Torino oggi: citta’ elegante ma spettrale, avvolta in un grigiore che smorza ogni tonalita’ vitale, in sintonia con la crisi che sta piegando tutto il settore industriale che e’ ancora rimane in piedi, forse per inerzia, forse per ragioni emotive. Una fotografia eccezionale esalta il chiaroscuro e un grigiore che penetra nell’animo afflitto (per varie ragioni) dei diversi personaggi che popolano la pellicola.
Un imprenditore quarantenne accede titubante, ma ancora speranzoso, ai sontuosi palazzi del credito in una affascinante e deserta Piazza San Carlo: edifici sfarzosi e imponenti come si conviene alle alte direzioni che manovrano i destini dell’economia, o di quel che ne e’ rimasto. Viene accolto con la freddezza che si riserva al nemico ormai in trappola, con lo sdegno che si comunica a coloro che hanno visto naufragare gli ambiziosi progetti per molteplici cause, e che tutto sono disposti a patire tranne la sufficienza e la derisione di chi non ha mai prodotto nulla e che pretende di farti pure la predica.


La soluzione si trova solo con le garanzie giuste, che in questo caso ci sarebbero anche, se non fosse per l’orgoglio del capo azienda di non veder coinvolta la ricca famiglia della moglie, sprezzante e sempre rigida e poco disposta ad assecondare le strategie imprenditoriali del giovane imprenditore. Una nobilta’ feudale fuori tempo massimo che vuole aiutarlo purche’ gli si riconosca la supremazia e si ammetta la propria inettitudine.


Il film, girato classicamente molto bene e scritto con ispirata partecipazione e un buon piglio da ottimo prodotto televisivo di qualita’, vive i suoi momenti migliori quanto ci documenta i rimorsi del protagonista per una sconfitta che non e’ facile accettare, quando solo pochi anni prima si ricoprivano posizioni di prestigio ai vertici della categoria: ci sono settanta famiglie che si trovano in bilico, gente che lavora in azienda da oltre un trentennio, persone che hanno contratto obbligazioni molto impegnative per affrontare gli investimenti fondamentali di una vita. Se il castello cede frana tutto quanto e il crollo e’ destinato a conseguenze devastanti. Conseguenze che impantanano la mente del nostro protagonista, sempre piu’ ombroso, scostante ed indifferente nei confronti della bella moglie, architetto per passione piu’ che per necessita’, che lo ama ancora e vorrebbe proprio per questo aiutarlo, disposta ad affrontare assieme a lui le insidie di questa sfida impari e senza soluzione apparente.

## [BLOCCO DATI]
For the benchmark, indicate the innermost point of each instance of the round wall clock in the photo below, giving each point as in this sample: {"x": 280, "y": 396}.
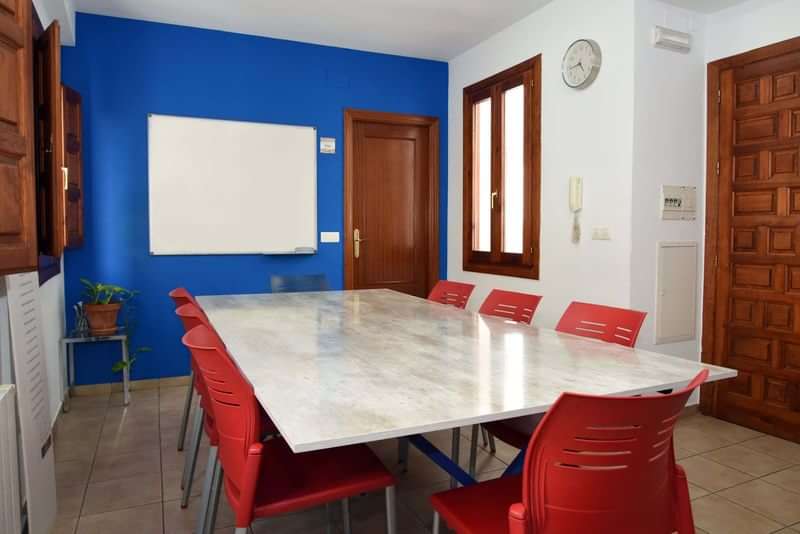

## [COMPITI DA SVOLGERE]
**1.** Riscrivi in forma più breve il paragrafo del brano che inizia con «La soluzione si trova», mantenendone i fatti principali.
**2.** Estrai dal brano, parola per parola, la parte compresa tra «Un imprenditore quarantenne» e «pure la predica.», entrambe incluse.

## [RISPOSTE COMPLETE]
**1.** La soluzione richiede garanzie adeguate, che in realtà ci sarebbero. Per orgoglio, però, l'imprenditore non vuole coinvolgere la ricca famiglia della moglie, rigida, sprezzante e poco incline ad assecondare le sue strategie. È una nobiltà feudale ormai fuori tempo, disposta ad aiutarlo solo se lui ne riconosce la supremazia e ammette la propria inettitudine.

**2.**
Un imprenditore quarantenne accede titubante, ma ancora speranzoso, ai sontuosi palazzi del credito in una affascinante e deserta Piazza San Carlo: edifici sfarzosi e imponenti come si conviene alle alte direzioni che manovrano i destini dell’economia, o di quel che ne e’ rimasto. Viene accolto con la freddezza che si riserva al nemico ormai in trappola, con lo sdegno che si comunica a coloro che hanno visto naufragare gli ambiziosi progetti per molteplici cause, e che tutto sono disposti a patire tranne la sufficienza e la derisione di chi non ha mai prodotto nulla e che pretende di farti pure la predica.